### Assignment
Return all of the data below verbatim and exclude every picture.

### Items listed in a dataset
______________________________
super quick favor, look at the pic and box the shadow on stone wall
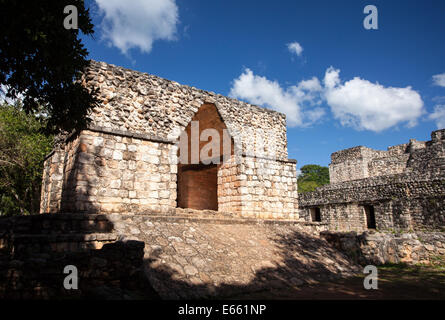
[60,134,102,214]
[320,230,445,266]
[0,212,159,299]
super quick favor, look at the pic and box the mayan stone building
[3,61,445,299]
[38,60,445,234]
[40,60,299,219]
[299,129,445,232]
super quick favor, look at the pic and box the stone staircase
[0,211,356,299]
[0,213,119,256]
[0,213,150,299]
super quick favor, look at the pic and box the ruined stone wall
[41,129,177,215]
[238,156,298,219]
[217,155,298,219]
[41,128,298,218]
[216,155,240,213]
[0,214,149,299]
[329,146,388,184]
[321,231,445,266]
[301,129,445,232]
[329,145,412,184]
[328,130,445,184]
[367,154,410,178]
[300,175,445,231]
[405,132,445,176]
[41,60,299,218]
[82,60,289,161]
[40,150,65,213]
[299,203,367,232]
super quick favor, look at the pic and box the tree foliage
[0,0,98,133]
[0,103,53,215]
[297,164,330,193]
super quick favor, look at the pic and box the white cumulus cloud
[229,68,324,127]
[433,73,445,87]
[324,67,424,132]
[229,66,425,131]
[429,105,445,129]
[287,42,303,56]
[95,0,179,54]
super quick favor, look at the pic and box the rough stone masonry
[1,60,444,299]
[40,60,299,219]
[299,129,445,232]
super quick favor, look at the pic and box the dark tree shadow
[140,229,362,300]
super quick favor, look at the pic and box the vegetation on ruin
[0,103,53,215]
[0,0,98,134]
[297,164,330,193]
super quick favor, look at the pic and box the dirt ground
[227,263,445,300]
[83,263,445,300]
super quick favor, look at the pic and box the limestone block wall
[321,231,445,266]
[329,157,368,184]
[392,197,445,229]
[367,154,410,177]
[41,129,298,218]
[41,129,177,214]
[405,135,445,177]
[217,155,242,213]
[238,156,298,219]
[329,146,387,184]
[329,129,445,184]
[329,144,409,185]
[82,60,289,161]
[300,203,367,232]
[217,155,298,219]
[299,174,445,231]
[40,150,65,213]
[300,200,420,232]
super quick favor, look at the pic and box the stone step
[1,232,119,255]
[9,232,119,242]
[0,213,114,235]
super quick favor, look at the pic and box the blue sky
[82,0,445,168]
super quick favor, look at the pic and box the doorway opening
[177,164,218,211]
[176,103,234,211]
[364,205,376,229]
[310,207,322,222]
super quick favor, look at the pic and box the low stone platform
[0,212,359,299]
[102,212,357,299]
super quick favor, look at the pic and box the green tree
[0,0,98,134]
[0,103,53,215]
[297,164,330,193]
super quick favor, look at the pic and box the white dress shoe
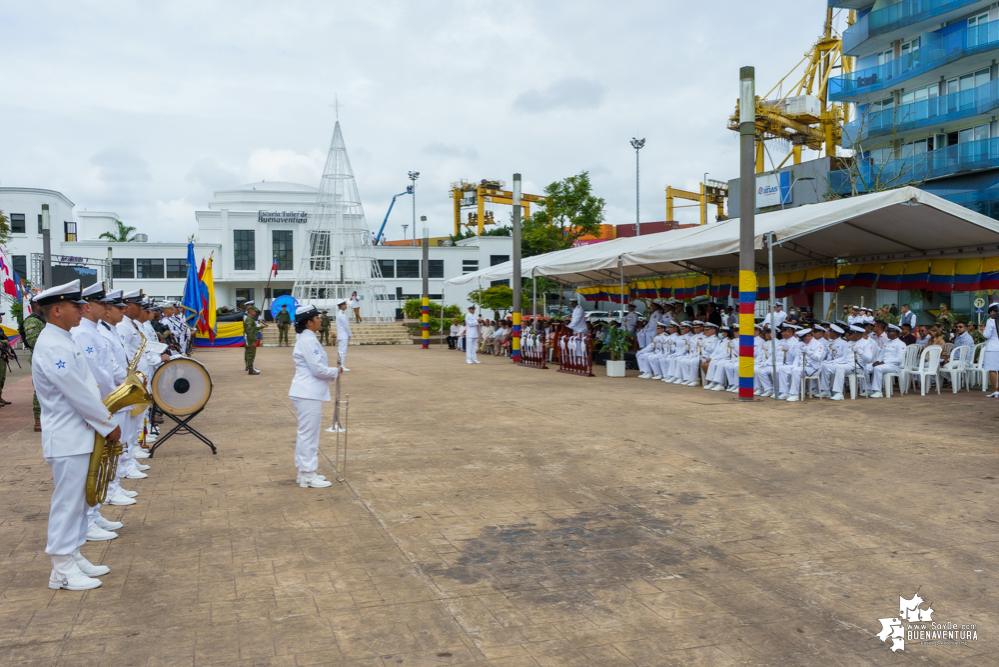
[119,489,138,498]
[868,391,884,398]
[325,423,346,433]
[830,393,844,401]
[466,360,473,364]
[107,492,137,506]
[727,386,737,392]
[988,391,999,398]
[73,550,110,577]
[296,472,328,485]
[652,375,662,380]
[342,367,350,372]
[638,373,650,379]
[820,391,832,398]
[49,555,101,591]
[785,395,800,402]
[299,472,333,489]
[711,385,725,391]
[124,470,147,479]
[133,448,151,459]
[672,378,684,384]
[473,361,481,364]
[753,388,762,396]
[761,390,773,398]
[86,524,117,541]
[95,516,123,531]
[777,393,789,400]
[135,463,150,471]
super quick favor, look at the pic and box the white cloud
[246,148,326,186]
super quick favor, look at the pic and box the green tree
______________________________
### Exercise answer
super quick favor, look at the pic and box the shadow on stone wall
[60,134,102,214]
[320,230,445,266]
[0,212,159,299]
super quick favor, look at the pic and box the mayan stone building
[3,61,445,299]
[38,60,445,234]
[40,60,299,219]
[299,129,445,232]
super quick favor, look at the pic and box the stone staircase
[0,211,356,299]
[0,213,119,256]
[0,213,150,299]
super quick favor, look at the pic and box the ruined stone wall
[41,129,177,215]
[238,156,298,219]
[217,155,298,219]
[41,128,298,218]
[216,155,240,213]
[0,214,149,299]
[329,146,388,184]
[321,231,445,266]
[301,129,445,232]
[329,145,412,184]
[328,130,445,184]
[367,154,410,178]
[300,175,445,231]
[405,132,445,176]
[41,60,299,218]
[82,60,289,161]
[40,150,65,213]
[299,203,367,232]
super quick favor, look at the pic and box the tree foliage
[0,0,98,133]
[0,103,53,215]
[297,164,330,193]
super quick favor, look at the pic and box the white cumulus cloud
[229,68,324,127]
[433,73,445,87]
[324,67,424,132]
[229,66,425,131]
[429,105,445,129]
[287,42,303,56]
[95,0,179,54]
super quick favor, look at the pic and box the rough stone masonry
[1,60,444,299]
[40,60,299,219]
[299,129,445,232]
super quick favor, look at the pic and box the dark tree shadow
[140,229,362,300]
super quick favor, look at the pic and box the vegetation on ruin
[0,103,53,215]
[0,0,98,134]
[297,164,330,193]
super quick favor, look at the pic and box the dirt ground
[227,263,445,300]
[83,263,445,300]
super quick favor, look at the pic and box the limestone block wall
[321,231,445,266]
[329,157,368,184]
[392,197,445,229]
[367,154,410,177]
[41,129,298,218]
[41,129,177,214]
[405,135,445,177]
[217,155,242,213]
[238,156,298,219]
[329,146,387,184]
[329,129,445,184]
[329,144,409,185]
[82,60,289,161]
[300,203,367,232]
[217,155,298,219]
[299,174,445,231]
[40,150,65,213]
[300,200,420,232]
super quick favor, look at the pic and box the stone step
[1,232,119,255]
[9,232,119,242]
[0,213,114,235]
super quick favor, look at the pic and box the blue sky
[82,0,445,168]
super quick favor, look at the pic and box the doorway opening
[177,164,218,211]
[176,103,234,211]
[364,205,376,229]
[310,207,322,222]
super quick favor, look at the pic and box the low stone platform
[0,212,359,299]
[102,212,357,299]
super quick favor, look at the pic and box the green tree
[0,0,98,134]
[0,103,53,215]
[297,164,330,193]
super quick favor, look at the pic and box the white dress shoe
[119,489,138,498]
[868,391,884,398]
[325,423,346,433]
[830,393,844,401]
[466,360,473,364]
[107,492,137,506]
[727,386,737,392]
[988,391,999,398]
[73,550,110,577]
[296,472,328,485]
[652,375,662,380]
[342,367,350,372]
[638,373,650,379]
[820,391,832,398]
[49,555,101,591]
[785,395,800,402]
[299,472,333,489]
[711,385,725,391]
[124,470,147,479]
[133,448,151,459]
[672,378,684,384]
[473,361,481,364]
[753,388,762,396]
[761,390,773,398]
[86,524,117,541]
[95,516,123,531]
[777,393,789,400]
[135,463,150,471]
super quick favor, look at the pic and box the white cloud
[246,148,326,186]
super quick favor, look at the pic and box the green tree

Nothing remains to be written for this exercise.